▶ [Data entries]

##########

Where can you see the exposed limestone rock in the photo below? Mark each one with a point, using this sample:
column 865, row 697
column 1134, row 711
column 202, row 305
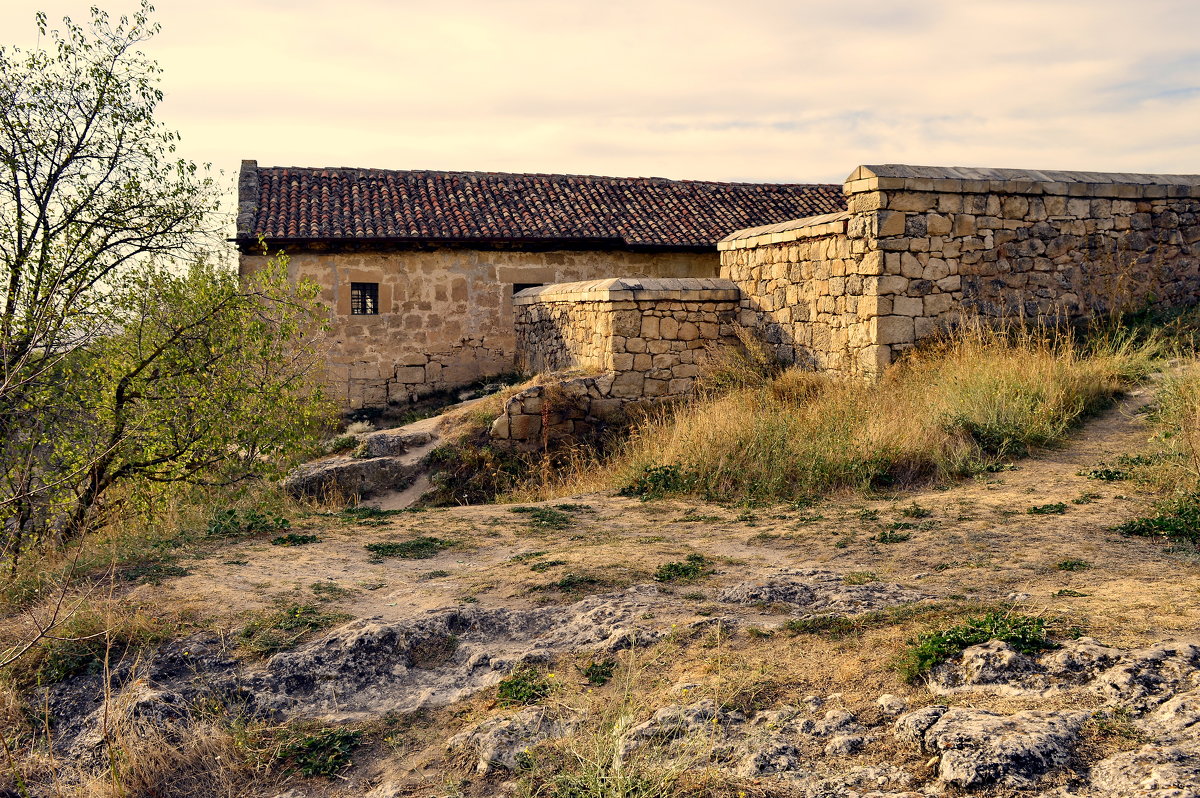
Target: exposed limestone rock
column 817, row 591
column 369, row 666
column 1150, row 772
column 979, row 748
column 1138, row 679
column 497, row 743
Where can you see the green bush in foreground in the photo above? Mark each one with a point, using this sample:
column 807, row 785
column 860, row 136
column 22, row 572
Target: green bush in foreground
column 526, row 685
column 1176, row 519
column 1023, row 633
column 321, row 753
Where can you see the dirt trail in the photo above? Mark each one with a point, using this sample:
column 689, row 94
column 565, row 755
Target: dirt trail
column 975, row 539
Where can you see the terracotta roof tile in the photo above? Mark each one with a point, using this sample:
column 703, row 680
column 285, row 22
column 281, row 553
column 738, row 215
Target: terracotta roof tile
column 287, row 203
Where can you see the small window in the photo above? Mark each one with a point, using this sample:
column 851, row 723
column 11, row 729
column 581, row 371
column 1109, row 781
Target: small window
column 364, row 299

##########

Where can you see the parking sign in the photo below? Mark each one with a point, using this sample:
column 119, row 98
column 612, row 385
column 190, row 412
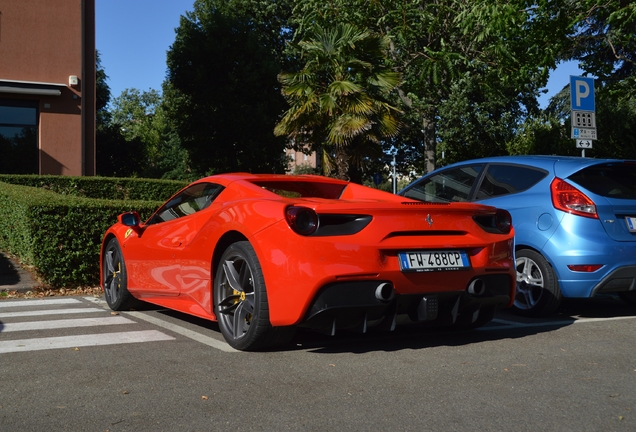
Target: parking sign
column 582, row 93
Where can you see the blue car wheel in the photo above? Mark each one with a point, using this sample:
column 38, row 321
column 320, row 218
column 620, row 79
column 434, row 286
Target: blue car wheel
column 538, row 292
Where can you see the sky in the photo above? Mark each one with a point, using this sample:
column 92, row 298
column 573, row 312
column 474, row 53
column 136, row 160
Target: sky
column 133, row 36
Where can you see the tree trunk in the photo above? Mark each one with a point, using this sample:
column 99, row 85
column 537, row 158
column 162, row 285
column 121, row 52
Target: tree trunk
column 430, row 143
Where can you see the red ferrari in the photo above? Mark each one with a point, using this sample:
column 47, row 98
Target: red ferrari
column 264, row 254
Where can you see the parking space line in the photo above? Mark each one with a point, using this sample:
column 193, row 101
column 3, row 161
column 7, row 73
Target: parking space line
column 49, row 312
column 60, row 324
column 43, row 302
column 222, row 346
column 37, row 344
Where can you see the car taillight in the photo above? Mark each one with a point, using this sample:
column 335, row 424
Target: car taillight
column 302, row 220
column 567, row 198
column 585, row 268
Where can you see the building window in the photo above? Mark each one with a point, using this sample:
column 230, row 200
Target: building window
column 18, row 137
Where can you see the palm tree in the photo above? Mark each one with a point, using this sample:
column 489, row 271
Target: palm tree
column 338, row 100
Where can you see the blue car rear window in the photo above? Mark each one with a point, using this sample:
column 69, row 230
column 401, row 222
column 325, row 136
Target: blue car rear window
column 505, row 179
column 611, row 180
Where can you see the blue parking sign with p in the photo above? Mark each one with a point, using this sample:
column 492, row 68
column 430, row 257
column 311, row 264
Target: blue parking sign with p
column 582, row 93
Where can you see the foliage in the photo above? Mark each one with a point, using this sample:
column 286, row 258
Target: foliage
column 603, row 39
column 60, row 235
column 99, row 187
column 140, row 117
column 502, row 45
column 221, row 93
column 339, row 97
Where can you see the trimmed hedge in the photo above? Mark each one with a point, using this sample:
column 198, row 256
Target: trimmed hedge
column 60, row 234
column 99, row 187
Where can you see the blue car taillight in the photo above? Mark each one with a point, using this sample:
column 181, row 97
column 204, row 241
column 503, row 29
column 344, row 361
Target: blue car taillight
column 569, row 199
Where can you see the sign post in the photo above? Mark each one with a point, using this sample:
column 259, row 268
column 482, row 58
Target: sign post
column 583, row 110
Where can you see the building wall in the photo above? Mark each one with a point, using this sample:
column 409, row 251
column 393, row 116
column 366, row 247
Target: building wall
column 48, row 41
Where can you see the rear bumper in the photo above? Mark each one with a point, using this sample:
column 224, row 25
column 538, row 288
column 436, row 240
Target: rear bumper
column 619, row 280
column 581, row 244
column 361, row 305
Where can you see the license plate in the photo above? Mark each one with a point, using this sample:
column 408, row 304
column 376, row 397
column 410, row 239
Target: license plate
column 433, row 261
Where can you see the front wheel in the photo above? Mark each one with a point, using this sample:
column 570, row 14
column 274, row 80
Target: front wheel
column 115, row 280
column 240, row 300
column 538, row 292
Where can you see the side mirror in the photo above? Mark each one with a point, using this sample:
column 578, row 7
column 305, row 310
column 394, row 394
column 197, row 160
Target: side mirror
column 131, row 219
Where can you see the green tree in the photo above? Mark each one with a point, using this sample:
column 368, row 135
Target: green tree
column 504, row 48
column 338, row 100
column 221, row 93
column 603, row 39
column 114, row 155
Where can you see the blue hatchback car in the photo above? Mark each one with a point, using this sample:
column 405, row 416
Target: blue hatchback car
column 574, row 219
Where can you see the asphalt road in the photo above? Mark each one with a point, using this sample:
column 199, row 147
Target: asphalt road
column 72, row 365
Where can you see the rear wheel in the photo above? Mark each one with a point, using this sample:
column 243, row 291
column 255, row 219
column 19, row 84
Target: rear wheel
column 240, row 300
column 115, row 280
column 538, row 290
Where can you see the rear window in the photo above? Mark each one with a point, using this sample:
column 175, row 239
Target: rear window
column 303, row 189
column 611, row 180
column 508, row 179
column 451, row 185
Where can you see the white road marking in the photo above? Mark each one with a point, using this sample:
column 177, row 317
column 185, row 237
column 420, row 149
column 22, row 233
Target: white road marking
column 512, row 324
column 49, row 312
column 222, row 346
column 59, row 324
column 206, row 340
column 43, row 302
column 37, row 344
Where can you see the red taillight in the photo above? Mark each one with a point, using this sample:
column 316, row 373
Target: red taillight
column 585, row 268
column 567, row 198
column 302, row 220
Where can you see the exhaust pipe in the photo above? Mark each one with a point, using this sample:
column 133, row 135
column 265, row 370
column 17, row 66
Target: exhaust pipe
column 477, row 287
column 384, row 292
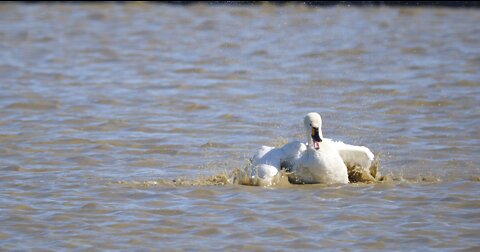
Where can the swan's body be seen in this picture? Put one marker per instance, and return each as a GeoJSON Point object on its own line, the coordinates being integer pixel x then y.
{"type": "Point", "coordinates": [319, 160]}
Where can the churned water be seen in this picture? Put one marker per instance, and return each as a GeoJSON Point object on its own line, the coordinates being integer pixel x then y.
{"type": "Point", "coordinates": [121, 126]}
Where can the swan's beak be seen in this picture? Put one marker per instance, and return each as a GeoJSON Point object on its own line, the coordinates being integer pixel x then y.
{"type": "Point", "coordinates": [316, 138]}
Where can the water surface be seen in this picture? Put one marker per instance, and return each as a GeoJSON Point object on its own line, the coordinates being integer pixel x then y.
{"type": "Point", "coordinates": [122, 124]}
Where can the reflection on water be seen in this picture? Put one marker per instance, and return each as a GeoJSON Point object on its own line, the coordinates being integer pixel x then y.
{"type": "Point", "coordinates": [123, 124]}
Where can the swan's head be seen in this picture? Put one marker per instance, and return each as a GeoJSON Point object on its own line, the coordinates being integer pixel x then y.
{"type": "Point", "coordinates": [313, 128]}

##########

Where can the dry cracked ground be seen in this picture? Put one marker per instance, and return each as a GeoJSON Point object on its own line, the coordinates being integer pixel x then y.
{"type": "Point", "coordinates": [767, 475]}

##########

▶ [Direction] Reproduce verbatim every line of the records from the line containing "Where can you see the dirt" down to the line containing "column 364, row 299", including both of those lines, and output nothing else.

▶ [Result]
Where can you see the dirt trail in the photo above? Mark each one with a point, using this sample:
column 689, row 94
column 565, row 755
Target: dirt trail
column 975, row 539
Where can you see the terracotta roof tile in the photo above? Mark each one with a point, using this sample:
column 703, row 680
column 285, row 22
column 281, row 553
column 738, row 215
Target: terracotta roof tile
column 287, row 203
Where can you see the small window in the photo above? Mark each one with a point, using this sample:
column 851, row 723
column 11, row 729
column 581, row 371
column 1109, row 781
Target: small window
column 364, row 299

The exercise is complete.